## WHAT NEEDS TO BE DONE
Echo the records verbatim from the line containing "horse's mane?" down through the last line of the records, both ends included.
☆ ☆ ☆ ☆
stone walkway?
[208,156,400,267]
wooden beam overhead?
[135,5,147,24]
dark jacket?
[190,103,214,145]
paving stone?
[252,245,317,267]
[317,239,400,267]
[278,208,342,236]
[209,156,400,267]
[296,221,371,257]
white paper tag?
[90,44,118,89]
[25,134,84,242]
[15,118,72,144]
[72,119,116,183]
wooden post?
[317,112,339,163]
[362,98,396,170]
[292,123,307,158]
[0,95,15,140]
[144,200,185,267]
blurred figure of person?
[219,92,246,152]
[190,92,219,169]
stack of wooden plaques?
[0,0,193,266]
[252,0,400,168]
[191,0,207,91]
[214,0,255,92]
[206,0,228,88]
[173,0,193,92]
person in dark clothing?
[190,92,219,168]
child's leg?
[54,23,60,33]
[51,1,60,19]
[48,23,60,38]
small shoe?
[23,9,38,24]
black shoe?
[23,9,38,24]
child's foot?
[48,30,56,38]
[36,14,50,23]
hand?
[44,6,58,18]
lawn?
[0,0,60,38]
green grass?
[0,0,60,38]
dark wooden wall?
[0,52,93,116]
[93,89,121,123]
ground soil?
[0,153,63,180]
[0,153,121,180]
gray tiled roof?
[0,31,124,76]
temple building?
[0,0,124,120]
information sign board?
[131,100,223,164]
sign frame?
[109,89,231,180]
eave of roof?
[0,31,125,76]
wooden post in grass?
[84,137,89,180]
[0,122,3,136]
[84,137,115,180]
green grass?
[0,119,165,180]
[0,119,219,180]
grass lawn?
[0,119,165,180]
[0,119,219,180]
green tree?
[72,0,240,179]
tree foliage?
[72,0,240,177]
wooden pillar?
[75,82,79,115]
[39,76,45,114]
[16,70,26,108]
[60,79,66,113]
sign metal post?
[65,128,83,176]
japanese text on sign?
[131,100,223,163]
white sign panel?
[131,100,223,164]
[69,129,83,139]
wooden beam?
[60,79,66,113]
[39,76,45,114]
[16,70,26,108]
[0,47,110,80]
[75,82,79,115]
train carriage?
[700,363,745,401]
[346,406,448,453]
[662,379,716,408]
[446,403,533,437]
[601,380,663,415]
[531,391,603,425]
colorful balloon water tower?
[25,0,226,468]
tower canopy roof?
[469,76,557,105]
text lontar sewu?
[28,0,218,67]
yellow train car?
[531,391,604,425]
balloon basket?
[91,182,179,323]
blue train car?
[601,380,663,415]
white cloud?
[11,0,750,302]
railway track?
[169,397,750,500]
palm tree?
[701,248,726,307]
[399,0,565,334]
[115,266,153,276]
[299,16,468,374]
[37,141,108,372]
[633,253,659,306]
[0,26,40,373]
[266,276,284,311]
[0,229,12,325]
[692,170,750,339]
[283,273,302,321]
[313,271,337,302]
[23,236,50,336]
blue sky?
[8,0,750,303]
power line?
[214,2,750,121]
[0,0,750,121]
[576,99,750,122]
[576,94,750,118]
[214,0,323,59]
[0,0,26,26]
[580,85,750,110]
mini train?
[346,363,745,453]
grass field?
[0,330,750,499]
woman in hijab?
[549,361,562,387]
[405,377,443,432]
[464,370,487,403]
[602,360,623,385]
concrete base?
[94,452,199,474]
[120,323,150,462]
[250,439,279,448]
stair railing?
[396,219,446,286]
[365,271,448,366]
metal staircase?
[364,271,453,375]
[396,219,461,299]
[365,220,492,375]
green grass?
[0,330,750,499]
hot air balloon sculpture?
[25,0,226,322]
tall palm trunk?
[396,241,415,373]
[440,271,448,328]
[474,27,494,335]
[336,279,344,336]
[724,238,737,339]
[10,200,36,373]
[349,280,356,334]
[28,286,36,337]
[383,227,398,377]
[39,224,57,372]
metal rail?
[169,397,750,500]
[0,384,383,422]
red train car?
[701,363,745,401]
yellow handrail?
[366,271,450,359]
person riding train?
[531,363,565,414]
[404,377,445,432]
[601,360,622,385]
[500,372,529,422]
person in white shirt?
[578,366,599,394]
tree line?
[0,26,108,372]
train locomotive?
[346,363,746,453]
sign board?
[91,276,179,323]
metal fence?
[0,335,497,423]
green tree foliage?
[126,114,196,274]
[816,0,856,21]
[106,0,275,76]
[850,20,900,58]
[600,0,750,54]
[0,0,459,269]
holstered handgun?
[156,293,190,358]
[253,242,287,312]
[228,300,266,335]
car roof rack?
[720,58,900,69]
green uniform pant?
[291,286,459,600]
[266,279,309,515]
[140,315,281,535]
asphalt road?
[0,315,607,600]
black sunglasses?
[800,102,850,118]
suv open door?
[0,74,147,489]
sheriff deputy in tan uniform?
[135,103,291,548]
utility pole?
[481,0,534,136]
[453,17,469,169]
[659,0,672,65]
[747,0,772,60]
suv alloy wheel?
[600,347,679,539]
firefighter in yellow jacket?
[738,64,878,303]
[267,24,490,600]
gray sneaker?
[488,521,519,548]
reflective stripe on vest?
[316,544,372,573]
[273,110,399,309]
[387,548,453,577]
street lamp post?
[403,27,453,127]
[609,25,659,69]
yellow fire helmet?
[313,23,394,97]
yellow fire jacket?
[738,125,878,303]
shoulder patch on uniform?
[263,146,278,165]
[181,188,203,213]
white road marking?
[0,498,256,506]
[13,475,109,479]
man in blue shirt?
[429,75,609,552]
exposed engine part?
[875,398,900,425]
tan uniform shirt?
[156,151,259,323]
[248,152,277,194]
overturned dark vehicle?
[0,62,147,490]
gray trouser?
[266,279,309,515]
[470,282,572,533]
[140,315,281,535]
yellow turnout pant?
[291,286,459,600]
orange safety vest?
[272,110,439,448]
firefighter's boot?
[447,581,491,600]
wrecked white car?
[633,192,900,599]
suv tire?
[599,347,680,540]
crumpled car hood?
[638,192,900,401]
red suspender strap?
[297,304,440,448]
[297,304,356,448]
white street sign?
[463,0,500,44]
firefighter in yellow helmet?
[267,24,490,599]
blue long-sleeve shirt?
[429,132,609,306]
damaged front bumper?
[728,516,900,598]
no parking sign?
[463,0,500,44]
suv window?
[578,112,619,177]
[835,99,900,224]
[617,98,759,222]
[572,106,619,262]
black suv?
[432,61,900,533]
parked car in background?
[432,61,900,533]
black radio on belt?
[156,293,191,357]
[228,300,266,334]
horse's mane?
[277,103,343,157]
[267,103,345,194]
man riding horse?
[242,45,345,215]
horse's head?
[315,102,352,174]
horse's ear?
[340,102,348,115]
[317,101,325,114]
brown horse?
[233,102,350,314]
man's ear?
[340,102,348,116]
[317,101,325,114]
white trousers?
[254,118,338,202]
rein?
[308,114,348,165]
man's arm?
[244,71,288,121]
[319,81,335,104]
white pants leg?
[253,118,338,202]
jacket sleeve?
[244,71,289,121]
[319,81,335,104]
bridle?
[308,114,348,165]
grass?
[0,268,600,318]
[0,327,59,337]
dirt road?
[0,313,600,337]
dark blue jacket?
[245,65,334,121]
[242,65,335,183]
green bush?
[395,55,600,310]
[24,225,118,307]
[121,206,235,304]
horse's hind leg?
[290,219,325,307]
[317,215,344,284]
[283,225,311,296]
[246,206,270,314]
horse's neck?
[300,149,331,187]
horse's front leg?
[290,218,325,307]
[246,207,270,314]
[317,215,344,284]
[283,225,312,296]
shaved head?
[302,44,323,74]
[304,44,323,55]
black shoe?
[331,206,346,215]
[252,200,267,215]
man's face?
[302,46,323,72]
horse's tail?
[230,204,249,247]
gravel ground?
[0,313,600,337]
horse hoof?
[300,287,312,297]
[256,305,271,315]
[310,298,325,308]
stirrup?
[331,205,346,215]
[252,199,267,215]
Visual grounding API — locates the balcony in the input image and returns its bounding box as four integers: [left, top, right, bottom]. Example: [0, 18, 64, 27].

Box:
☆ ☆ ☆ ☆
## SOLUTION TO THIS PROBLEM
horse's mane?
[277,103,343,157]
[267,103,345,194]
man riding horse?
[242,45,345,215]
horse's head?
[315,102,352,174]
horse's ear?
[340,102,348,115]
[317,101,325,114]
brown horse?
[233,102,350,314]
man's ear?
[340,102,348,116]
[317,101,325,114]
white trousers?
[254,118,338,202]
rein?
[308,114,348,165]
man's arm?
[244,71,288,121]
[319,81,335,104]
white pants leg?
[253,118,338,202]
jacket sleeve?
[244,71,289,121]
[319,81,335,104]
bridle?
[308,114,348,165]
grass?
[0,268,600,318]
[0,327,59,337]
dirt road?
[0,313,600,337]
dark blue jacket?
[245,65,334,121]
[242,65,335,183]
green bush?
[395,55,600,310]
[24,225,118,307]
[121,206,235,304]
horse's hind leg?
[290,219,325,307]
[317,215,344,284]
[283,225,311,296]
[246,206,270,314]
horse's neck?
[300,149,331,187]
horse's front leg?
[290,218,325,307]
[246,207,270,314]
[317,215,344,284]
[283,225,312,296]
shaved head?
[302,44,323,74]
[304,44,323,55]
black shoe?
[331,206,346,215]
[252,200,267,215]
man's face?
[302,46,323,72]
horse's tail?
[230,204,249,247]
gravel ground?
[0,313,600,337]
horse hoof?
[300,287,312,297]
[256,305,271,315]
[310,298,325,308]
stirrup?
[331,205,346,215]
[252,199,267,215]
Visual grounding API — locates the balcony in the input image and returns its bounding box as four integers: [left, top, right, bottom]. Example: [0, 18, 64, 27].

Box:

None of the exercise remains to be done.